- _SELECTED EXCERPT_
It could happen – if Big Pharma gets its way.
America’s safety-net hospitals and clinics survive thanks to a complex combination of funding from state, federal and private insurers. A critical lifeline for so many of these hospitals is the 340B Drug Discount Program, created by Congress in 1992 and signed by President George H.W. Bush. It costs taxpayers zero.
The program requires pharmaceutical companies to sell discounted medications to hospitals and clinics that treat high numbers of indigent patients. In return, Big Pharma gets to sell its products to the fabulously lucrative and taxpayer-financed Medicaid and Medicare programs.
The revenues realized by the health providers on the discounted drugs are used to fund essential health care in communities that need it most – just as Congress intended. And it doesn’t cost taxpayers one, thin dime. But driven by greed, the drug industry is working overtime to choke out the 340B program under the barely-disguised rhetoric of reform.
Let’s stop for a second and contemplate a world without it.
Kiss more rural hospitals goodbye. Since 2005, 191 have closed or been converted to other purposes. Many rural hospitals are barely economically viable and they rely on the 340B program to stay in operation. Enormous health care deserts in rural areas will become commonplace in every state.

- _PROBLEMS AND TASKS_
a – According to the piece on the 340B Drug Discount Program, in what year did Congress create the program?
b – Continue the piece on the 340B Drug Discount Program, starting after its final sentence.
The records after this point are separate from the piece on the 340B program.

- _Dataset items_

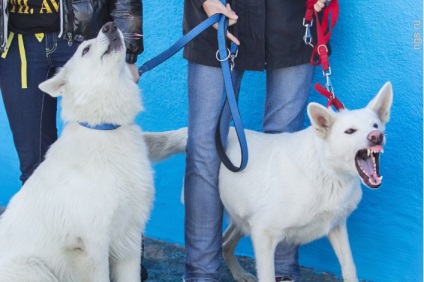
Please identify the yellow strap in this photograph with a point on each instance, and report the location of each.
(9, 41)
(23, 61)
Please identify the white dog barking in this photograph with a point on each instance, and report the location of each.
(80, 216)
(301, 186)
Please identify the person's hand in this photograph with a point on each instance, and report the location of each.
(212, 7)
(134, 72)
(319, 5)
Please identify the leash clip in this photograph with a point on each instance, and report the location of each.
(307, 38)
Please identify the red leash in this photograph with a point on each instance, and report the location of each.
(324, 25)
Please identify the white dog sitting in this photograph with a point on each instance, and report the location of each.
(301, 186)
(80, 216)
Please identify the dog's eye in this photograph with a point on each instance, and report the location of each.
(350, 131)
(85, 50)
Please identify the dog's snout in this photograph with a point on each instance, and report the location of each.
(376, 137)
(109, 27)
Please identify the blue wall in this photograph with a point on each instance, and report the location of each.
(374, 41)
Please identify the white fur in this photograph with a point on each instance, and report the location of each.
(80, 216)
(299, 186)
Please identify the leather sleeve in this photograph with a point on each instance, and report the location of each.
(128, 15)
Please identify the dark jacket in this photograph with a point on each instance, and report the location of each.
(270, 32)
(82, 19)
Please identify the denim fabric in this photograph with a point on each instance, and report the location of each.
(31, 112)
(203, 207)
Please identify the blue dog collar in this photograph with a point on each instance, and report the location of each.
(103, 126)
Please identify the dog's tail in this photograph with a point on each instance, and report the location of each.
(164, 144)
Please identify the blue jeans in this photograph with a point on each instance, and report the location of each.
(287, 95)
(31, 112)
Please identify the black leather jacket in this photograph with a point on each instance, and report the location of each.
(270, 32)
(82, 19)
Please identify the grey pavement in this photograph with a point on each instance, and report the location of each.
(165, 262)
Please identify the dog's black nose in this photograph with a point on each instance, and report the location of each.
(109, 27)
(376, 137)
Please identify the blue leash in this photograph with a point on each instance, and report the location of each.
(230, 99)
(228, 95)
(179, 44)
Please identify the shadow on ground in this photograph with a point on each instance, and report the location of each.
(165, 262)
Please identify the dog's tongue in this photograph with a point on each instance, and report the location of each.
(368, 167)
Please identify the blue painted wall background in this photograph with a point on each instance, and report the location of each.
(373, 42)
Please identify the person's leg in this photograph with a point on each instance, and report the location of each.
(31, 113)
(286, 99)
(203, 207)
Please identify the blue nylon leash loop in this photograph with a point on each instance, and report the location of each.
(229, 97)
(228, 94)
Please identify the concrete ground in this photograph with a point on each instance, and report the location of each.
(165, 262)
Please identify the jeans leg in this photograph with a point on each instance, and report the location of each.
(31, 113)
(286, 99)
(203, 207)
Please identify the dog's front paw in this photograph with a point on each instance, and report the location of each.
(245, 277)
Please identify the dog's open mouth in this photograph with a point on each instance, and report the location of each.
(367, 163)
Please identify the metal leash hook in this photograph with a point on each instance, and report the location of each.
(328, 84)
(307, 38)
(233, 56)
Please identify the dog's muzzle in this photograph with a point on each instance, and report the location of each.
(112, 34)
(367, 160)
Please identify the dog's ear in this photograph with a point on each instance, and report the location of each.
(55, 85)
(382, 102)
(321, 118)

- _RESULTS IN ORDER_
a – 1992

b –
Maternity care will disappear in many areas. According to the research firm Chartis, 217 hospitals have closed their labor and delivery departments since 2017. More than 2.2 million women of childbearing age across 1,100 U.S. counties are living in maternity care deserts, says a recent report from the March of Dimes. Many safety-net hospitals use 340B funding to provide services to pregnant women.
Behavioral health services diminish. Many safety-net hospitals depend on 340B to help fund screening and therapy for patients suffering from mental illness and substance abuse.
Less medication assistance. Clinics and hospitals often tap their 340B reserves to provide low-cost or no-cost medications to their patients as well as assistance with very high copays.
Diabetes, HIV/AIDS and primary care clinics wink out. These are money-losing services made possible by savings provided by the 340B program
It’s pretty grim to contemplate. Meanwhile, Big Pharma is swimming in cash. In 2023, the top 10 biopharmaceutical companies posted a staggering $126 billion in profits. All have illegally blocked discounts to 340B hospitals and clinics.
Not surprisingly, Big Pharma is spending a fortune in Washington on political contributions and lobbyists to protect their massive earnings. That figure came to an eye-popping $126 million in 2023, according to Opensecrets.org.
Imagine, all that money and the drug industry still wants a world without 340B.